[[ Data provided, beginning ]]

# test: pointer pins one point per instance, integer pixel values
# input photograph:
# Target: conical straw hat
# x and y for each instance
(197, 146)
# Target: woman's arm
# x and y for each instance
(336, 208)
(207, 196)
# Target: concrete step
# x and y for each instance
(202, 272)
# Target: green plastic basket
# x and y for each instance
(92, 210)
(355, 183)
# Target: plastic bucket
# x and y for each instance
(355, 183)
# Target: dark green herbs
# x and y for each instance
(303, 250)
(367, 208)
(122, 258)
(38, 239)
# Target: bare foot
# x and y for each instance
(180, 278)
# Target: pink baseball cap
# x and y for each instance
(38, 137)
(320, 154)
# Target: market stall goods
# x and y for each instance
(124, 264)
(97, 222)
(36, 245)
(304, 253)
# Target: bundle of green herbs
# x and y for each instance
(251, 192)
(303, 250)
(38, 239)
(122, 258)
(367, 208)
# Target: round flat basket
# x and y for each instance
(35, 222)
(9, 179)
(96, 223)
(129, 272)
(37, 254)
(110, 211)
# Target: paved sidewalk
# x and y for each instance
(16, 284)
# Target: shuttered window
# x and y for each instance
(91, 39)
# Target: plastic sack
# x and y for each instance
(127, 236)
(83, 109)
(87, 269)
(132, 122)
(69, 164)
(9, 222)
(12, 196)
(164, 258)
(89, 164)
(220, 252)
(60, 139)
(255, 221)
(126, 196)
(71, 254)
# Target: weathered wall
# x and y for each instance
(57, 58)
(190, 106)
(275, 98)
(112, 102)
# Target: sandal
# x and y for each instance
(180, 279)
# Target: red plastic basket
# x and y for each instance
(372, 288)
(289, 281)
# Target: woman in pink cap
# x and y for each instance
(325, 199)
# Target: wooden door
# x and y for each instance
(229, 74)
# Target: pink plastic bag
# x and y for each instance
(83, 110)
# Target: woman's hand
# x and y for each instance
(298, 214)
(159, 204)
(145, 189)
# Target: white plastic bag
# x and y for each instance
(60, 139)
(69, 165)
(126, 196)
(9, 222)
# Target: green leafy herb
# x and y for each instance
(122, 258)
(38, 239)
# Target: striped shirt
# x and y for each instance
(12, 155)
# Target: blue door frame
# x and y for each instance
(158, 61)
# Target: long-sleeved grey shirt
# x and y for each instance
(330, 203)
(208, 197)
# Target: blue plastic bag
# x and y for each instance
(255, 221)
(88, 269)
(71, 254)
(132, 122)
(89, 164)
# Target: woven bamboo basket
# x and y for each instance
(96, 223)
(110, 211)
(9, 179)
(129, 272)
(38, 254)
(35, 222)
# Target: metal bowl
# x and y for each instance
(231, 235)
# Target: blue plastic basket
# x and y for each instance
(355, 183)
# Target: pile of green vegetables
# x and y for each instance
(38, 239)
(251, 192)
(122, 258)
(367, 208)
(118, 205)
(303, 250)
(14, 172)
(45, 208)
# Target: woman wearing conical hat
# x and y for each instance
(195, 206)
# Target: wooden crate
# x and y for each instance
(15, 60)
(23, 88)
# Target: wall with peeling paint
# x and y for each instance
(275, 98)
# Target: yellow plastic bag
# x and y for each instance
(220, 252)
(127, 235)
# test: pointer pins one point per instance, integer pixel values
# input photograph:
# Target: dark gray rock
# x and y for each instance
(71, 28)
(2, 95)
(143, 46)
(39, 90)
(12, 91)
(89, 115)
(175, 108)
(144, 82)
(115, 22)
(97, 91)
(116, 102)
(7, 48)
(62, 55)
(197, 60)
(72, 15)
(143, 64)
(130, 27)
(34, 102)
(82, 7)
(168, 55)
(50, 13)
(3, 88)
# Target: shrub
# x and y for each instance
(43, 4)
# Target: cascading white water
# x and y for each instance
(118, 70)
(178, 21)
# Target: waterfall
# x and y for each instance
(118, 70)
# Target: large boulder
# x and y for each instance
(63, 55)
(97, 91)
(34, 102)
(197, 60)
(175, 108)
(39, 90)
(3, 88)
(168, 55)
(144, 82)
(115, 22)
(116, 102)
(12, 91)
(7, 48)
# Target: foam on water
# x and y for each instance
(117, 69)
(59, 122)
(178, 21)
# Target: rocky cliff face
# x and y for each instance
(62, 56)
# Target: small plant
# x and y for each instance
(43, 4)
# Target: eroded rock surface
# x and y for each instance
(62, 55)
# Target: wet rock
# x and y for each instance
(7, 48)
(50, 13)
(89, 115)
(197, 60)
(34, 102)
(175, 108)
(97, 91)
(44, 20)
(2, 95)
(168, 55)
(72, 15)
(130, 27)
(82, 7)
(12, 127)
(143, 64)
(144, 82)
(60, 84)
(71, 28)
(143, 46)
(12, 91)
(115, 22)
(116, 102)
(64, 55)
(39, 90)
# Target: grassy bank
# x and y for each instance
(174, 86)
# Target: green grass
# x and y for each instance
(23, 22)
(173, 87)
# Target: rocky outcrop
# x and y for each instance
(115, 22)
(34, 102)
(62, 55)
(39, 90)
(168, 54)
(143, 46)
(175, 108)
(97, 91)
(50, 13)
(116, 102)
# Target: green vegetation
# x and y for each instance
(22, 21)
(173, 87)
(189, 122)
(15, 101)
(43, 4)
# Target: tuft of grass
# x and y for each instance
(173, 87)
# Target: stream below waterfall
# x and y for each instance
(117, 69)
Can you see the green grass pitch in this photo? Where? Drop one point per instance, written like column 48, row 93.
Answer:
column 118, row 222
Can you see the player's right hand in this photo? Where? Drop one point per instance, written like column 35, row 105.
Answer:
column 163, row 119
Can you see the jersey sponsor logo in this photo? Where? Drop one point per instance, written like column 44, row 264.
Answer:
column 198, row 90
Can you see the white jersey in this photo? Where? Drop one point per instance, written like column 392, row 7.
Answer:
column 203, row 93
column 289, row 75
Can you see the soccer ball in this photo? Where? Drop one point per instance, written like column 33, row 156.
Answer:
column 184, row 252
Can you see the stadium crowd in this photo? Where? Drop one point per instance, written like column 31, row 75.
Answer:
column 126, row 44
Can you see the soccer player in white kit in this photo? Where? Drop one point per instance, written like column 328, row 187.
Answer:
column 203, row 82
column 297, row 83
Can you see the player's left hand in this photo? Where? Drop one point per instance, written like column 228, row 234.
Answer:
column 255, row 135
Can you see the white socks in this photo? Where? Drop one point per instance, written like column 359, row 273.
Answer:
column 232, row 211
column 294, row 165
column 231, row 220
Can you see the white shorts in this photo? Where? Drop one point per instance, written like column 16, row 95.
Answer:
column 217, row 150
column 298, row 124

[[ Data provided, end ]]

## Work required
Among the lines of these entries, find those that contain "plastic". Give their number and nothing else.

## Answer box
9